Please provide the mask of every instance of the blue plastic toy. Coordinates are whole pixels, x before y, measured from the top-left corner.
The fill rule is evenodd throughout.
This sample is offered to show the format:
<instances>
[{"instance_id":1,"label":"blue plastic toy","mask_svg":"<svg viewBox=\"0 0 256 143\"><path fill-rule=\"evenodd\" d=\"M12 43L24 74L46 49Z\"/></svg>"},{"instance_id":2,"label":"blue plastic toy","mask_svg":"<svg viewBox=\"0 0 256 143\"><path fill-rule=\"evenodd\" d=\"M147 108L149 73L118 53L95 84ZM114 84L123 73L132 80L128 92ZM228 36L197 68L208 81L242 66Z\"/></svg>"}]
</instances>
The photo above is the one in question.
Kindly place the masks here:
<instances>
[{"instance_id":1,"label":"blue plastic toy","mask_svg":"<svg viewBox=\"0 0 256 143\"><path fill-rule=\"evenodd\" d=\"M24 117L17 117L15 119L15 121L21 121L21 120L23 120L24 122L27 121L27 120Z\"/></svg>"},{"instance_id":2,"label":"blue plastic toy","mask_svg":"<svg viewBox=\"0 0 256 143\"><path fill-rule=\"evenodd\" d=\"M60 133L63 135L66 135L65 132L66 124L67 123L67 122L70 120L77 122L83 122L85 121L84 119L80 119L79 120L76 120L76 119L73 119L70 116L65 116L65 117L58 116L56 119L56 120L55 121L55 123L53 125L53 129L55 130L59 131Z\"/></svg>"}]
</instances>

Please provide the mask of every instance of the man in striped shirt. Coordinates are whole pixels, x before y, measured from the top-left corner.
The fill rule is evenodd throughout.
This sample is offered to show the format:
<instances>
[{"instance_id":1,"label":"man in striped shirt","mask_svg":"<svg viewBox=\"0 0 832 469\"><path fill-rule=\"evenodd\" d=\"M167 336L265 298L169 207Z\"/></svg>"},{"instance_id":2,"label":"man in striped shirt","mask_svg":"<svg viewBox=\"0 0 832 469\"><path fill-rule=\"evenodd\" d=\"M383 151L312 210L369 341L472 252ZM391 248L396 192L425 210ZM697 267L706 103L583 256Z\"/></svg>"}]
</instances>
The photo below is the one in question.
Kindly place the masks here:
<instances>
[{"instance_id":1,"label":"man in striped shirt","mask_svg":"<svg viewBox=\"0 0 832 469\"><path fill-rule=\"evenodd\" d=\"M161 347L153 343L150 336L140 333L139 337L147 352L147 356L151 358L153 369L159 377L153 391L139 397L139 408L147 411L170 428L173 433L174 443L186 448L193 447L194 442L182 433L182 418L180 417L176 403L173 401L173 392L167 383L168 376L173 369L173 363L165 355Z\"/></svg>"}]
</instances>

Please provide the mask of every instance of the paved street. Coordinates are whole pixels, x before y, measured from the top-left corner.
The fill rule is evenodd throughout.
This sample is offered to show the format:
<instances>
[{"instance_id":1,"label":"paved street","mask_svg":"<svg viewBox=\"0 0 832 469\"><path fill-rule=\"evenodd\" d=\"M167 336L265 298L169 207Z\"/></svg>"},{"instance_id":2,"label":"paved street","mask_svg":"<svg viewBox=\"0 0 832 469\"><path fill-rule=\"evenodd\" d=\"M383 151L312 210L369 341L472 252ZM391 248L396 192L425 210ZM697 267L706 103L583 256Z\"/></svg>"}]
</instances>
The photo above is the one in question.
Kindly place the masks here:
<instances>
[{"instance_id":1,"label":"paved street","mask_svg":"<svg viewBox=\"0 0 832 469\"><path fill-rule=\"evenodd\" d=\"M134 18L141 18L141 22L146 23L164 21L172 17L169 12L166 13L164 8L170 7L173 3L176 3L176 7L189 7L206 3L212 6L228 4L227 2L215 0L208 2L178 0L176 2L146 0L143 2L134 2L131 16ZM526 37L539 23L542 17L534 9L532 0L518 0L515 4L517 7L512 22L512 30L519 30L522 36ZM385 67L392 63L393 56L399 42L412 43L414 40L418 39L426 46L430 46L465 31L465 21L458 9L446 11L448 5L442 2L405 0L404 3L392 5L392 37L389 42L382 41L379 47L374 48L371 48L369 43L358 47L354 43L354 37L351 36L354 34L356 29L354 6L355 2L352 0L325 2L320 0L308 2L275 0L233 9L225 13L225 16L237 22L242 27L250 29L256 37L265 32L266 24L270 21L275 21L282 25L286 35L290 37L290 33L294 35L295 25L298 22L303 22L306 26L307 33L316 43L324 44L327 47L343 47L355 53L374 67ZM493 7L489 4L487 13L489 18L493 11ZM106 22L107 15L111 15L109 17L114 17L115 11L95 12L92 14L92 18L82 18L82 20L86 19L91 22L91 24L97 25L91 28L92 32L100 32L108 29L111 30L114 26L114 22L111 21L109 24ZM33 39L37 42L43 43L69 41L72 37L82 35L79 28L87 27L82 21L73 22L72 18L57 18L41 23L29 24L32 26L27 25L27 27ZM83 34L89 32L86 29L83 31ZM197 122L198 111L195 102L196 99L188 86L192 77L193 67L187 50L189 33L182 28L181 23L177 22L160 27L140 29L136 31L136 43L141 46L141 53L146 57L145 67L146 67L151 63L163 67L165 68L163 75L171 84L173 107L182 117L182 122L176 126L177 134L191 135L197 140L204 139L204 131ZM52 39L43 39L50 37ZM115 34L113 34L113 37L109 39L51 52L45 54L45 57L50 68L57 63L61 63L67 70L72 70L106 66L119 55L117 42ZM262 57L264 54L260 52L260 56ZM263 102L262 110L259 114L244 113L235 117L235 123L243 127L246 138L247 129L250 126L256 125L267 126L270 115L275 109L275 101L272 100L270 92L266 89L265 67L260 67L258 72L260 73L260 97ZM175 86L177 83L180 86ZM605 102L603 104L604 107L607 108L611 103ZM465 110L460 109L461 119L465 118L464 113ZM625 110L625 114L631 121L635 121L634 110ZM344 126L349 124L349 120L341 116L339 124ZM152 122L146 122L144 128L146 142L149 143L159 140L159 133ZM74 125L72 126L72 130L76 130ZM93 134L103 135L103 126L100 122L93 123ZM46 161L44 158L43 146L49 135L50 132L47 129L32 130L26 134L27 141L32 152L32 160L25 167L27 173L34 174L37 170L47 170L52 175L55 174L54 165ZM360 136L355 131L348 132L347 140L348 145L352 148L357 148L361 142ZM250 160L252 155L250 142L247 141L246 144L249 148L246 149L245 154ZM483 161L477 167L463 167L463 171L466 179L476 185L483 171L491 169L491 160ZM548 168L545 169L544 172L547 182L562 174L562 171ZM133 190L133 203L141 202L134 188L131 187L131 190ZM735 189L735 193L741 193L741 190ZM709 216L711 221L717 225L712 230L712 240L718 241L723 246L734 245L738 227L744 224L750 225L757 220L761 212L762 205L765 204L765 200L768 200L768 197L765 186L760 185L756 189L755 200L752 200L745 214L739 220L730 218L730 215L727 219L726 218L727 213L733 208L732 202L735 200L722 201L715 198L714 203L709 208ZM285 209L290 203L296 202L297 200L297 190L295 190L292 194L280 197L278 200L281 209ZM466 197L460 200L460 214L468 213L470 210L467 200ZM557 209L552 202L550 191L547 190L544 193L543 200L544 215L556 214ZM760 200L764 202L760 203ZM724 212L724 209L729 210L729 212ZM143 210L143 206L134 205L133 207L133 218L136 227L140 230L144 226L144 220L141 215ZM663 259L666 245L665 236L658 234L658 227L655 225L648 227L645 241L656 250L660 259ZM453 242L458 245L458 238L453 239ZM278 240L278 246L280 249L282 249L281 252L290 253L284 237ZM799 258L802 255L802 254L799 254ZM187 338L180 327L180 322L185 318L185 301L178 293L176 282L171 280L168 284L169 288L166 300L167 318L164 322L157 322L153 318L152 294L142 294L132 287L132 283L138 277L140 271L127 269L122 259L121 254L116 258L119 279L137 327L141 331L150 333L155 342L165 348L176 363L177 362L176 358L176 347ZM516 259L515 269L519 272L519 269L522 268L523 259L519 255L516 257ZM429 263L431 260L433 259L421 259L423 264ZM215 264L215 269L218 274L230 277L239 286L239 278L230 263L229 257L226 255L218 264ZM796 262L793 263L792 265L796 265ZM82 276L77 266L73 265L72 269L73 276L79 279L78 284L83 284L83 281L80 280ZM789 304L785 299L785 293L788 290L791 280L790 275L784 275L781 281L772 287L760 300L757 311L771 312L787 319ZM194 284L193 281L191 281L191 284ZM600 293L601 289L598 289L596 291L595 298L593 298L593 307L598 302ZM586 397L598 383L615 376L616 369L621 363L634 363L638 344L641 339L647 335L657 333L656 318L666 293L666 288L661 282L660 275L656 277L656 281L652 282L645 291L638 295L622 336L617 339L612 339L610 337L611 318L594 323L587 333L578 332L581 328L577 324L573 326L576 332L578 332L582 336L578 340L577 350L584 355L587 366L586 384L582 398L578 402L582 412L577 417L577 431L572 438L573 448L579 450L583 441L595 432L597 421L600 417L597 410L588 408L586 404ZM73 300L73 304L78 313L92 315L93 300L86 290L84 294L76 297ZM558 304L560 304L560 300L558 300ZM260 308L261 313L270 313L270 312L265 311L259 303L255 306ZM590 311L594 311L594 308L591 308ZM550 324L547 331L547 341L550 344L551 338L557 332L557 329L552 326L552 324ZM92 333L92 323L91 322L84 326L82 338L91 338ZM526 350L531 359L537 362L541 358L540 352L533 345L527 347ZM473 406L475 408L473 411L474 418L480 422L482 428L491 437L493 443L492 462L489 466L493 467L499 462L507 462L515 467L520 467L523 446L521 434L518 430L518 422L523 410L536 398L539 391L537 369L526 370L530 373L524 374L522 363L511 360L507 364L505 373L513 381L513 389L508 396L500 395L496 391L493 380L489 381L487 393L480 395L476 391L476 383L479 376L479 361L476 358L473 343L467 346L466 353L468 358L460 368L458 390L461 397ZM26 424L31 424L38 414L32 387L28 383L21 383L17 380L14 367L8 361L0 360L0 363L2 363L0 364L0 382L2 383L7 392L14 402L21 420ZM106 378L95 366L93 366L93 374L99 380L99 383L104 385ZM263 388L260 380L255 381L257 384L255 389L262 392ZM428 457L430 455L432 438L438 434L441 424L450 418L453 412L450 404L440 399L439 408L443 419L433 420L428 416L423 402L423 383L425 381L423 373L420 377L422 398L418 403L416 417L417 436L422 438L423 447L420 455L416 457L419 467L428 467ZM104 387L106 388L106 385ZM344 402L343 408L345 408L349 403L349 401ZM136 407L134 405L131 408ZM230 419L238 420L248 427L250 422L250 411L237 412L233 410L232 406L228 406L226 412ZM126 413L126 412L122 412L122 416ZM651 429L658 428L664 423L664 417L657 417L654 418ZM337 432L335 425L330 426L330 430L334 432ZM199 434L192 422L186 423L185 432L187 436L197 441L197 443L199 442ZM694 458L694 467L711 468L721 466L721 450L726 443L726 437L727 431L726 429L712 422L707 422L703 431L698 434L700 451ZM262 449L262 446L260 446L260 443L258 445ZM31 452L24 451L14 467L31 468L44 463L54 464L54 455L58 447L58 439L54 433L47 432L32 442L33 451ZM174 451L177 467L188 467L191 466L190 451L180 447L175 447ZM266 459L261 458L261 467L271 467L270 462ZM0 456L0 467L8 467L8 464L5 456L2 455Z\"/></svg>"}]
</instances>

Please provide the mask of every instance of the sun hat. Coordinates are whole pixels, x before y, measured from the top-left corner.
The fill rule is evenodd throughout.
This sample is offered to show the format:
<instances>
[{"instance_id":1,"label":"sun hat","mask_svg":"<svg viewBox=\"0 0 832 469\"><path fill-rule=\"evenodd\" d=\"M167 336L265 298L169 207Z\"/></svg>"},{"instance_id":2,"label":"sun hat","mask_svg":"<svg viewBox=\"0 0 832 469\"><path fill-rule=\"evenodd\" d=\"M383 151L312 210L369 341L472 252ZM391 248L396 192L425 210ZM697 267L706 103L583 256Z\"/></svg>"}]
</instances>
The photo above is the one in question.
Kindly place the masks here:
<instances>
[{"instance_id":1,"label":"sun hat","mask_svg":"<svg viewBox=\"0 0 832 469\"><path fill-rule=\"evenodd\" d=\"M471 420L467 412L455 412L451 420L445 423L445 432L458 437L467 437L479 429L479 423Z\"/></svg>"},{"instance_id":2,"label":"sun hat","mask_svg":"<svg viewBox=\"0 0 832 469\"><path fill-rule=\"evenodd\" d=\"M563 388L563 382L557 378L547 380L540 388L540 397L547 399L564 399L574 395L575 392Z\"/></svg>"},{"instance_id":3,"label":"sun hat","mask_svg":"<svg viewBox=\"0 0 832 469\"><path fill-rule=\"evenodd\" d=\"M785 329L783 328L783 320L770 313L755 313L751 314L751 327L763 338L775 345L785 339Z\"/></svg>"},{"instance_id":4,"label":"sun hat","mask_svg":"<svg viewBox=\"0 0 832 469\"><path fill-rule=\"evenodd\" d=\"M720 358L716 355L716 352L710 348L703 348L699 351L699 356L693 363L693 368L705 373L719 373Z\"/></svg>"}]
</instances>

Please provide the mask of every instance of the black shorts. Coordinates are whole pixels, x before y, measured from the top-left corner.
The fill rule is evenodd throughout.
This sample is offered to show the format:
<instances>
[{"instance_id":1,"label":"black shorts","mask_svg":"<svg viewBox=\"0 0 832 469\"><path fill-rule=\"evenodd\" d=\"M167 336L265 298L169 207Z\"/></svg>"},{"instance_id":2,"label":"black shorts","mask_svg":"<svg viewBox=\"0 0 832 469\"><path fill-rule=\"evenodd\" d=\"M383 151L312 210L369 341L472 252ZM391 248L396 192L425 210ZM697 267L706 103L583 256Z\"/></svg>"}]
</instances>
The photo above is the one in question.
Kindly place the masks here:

======

§ Written request
Which lines in the items above contain the word "provide"? List every such line in full.

§ Response to the task
Please provide the mask of every instance of the blue plastic toy. Coordinates are whole pixels, x before y, measured from the top-left corner.
Please provide the mask of every instance of the man in striped shirt. Coordinates are whole pixels, x before y, measured from the top-left corner.
Please provide the mask of every instance of the paved street. Coordinates are whole pixels, x before y, measured from the top-left corner.
Please provide the mask of every instance of the sun hat. Coordinates are whole pixels, x before y, measured from the top-left corner.
Please provide the mask of every instance of the black shorts. Coordinates are whole pixels, x before y, measured from the top-left corner.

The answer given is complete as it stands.